Could you find every line in the entries below that holds the word "stone" and copy it?

Referring expression grounding data:
Content starts

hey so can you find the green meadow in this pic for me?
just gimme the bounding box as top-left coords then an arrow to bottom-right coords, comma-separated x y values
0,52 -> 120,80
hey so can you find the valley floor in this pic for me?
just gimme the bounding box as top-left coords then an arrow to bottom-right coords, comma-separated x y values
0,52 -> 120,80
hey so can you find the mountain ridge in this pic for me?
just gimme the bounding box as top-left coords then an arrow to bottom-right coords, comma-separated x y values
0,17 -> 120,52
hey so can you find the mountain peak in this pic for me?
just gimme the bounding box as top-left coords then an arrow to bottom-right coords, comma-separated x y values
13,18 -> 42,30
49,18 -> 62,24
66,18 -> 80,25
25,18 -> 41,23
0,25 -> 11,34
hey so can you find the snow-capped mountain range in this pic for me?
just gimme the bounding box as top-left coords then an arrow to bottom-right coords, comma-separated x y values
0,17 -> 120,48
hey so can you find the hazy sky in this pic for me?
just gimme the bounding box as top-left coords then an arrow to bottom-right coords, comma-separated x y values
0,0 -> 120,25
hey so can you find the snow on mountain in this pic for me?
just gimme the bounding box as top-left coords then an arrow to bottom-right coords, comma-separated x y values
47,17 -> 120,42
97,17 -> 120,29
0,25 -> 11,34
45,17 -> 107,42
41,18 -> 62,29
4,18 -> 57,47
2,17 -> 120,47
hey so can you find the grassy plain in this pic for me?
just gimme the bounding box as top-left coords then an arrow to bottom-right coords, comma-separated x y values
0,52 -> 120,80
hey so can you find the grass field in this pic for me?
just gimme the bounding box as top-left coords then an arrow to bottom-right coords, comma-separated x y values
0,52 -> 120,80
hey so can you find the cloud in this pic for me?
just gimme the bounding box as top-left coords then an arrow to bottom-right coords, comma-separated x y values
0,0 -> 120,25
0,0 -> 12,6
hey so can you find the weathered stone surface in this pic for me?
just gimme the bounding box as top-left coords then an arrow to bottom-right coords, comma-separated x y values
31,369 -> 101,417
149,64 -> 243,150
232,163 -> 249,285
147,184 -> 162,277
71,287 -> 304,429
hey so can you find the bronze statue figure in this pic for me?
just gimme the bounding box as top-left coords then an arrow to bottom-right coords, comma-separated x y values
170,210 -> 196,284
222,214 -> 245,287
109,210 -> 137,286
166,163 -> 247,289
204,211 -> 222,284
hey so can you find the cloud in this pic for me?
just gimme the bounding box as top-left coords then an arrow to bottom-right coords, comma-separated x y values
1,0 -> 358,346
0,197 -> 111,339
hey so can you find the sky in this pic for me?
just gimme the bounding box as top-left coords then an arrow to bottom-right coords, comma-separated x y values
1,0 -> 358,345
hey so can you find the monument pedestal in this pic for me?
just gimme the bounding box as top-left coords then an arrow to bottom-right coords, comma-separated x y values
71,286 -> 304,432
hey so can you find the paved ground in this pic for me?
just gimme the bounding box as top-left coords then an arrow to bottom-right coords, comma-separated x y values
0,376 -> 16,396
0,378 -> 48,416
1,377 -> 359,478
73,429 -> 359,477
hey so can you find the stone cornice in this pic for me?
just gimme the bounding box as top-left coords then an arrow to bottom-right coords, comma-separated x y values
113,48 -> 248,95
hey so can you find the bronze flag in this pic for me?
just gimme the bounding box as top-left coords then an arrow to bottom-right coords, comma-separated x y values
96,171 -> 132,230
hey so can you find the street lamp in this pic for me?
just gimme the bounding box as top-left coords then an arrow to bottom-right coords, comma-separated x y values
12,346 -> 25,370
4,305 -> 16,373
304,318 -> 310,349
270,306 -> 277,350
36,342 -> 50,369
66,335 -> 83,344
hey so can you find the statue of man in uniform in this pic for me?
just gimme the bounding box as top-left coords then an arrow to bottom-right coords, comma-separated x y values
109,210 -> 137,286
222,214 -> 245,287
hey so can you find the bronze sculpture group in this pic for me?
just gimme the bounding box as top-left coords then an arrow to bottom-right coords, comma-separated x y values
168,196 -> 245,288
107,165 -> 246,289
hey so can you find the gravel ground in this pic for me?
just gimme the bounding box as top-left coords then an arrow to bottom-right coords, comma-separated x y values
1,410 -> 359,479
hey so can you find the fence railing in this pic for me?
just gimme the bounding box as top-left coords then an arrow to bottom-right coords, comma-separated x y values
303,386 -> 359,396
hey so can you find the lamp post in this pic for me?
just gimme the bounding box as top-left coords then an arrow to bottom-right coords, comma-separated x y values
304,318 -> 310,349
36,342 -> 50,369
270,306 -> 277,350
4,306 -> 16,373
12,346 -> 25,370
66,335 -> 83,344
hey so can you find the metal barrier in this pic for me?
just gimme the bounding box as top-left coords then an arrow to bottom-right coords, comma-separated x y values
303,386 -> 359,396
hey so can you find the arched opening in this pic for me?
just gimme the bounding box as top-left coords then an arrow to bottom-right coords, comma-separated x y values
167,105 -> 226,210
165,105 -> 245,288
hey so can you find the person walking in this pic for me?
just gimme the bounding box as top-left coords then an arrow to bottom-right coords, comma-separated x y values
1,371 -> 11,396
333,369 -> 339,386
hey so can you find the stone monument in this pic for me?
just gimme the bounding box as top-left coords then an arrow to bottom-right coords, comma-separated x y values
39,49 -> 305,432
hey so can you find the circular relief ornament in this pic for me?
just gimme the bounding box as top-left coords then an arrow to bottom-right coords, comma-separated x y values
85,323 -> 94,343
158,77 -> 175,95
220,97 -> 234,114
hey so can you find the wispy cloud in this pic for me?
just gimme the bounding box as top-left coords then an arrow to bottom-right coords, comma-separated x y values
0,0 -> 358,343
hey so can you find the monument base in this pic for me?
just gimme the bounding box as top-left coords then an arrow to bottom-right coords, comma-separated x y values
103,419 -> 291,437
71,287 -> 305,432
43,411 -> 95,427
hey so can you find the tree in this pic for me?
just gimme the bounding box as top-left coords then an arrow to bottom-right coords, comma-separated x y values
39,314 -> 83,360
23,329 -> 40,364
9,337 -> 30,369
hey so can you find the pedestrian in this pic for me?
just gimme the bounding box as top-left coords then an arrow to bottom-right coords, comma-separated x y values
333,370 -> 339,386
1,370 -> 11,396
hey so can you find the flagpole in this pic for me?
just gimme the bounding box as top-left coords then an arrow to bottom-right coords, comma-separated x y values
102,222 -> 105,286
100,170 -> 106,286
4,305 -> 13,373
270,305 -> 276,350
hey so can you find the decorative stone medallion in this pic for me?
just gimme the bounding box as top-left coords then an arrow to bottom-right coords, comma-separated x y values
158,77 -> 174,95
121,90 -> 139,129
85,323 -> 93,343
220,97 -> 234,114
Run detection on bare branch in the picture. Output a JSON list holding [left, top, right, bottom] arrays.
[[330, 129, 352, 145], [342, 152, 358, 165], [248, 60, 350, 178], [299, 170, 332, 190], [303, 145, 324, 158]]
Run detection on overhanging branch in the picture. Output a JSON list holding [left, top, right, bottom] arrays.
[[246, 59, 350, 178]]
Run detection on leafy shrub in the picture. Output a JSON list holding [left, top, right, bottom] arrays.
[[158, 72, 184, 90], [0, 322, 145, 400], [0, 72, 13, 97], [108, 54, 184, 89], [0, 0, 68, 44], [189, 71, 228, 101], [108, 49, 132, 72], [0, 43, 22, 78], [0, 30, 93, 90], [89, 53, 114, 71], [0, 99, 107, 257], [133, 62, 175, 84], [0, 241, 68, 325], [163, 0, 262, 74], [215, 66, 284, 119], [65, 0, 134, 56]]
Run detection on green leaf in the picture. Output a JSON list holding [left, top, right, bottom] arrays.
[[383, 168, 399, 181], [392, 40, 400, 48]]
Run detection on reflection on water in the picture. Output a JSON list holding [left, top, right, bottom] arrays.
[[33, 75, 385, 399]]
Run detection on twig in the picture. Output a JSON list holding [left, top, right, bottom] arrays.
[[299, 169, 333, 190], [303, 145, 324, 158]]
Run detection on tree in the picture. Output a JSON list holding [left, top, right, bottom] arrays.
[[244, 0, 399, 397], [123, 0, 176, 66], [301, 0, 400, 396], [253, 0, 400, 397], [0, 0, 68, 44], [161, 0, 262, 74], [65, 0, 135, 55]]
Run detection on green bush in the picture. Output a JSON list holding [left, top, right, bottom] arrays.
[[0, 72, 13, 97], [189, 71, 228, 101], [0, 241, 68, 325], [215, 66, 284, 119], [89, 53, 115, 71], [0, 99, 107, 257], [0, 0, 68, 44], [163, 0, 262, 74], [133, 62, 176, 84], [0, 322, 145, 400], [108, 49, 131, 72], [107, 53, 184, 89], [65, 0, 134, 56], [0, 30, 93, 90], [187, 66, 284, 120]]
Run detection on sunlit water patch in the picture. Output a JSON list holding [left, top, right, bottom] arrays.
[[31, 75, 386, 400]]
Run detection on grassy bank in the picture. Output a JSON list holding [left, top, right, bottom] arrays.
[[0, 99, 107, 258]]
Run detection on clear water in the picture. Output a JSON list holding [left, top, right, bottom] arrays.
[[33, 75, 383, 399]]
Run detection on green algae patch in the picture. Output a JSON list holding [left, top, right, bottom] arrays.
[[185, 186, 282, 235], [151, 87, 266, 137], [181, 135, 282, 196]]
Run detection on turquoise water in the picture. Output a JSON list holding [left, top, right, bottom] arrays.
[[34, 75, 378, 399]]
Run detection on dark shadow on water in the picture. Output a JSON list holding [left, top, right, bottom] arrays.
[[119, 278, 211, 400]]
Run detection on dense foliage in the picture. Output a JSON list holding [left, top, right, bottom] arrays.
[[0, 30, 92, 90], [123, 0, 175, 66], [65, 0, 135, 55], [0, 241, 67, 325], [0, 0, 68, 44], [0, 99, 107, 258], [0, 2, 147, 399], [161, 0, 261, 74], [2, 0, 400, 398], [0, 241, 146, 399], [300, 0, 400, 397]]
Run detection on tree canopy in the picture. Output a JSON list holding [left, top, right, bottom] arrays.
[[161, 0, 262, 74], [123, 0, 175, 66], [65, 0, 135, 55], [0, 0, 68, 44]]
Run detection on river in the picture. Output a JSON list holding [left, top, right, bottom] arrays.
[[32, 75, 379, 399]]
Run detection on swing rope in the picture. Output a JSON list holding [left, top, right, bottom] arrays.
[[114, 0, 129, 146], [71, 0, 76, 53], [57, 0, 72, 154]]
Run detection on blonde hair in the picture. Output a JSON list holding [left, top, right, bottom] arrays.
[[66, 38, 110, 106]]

Content ends

▸ ANSWER TO THIS TASK
hey so can you find the weathered stone surface in this pic for me?
hey so can you find the stone cornice in this pic for me?
hey so can you find the stone monument in this pic for me?
hey so can you find the decorative stone medallion in this pic for me?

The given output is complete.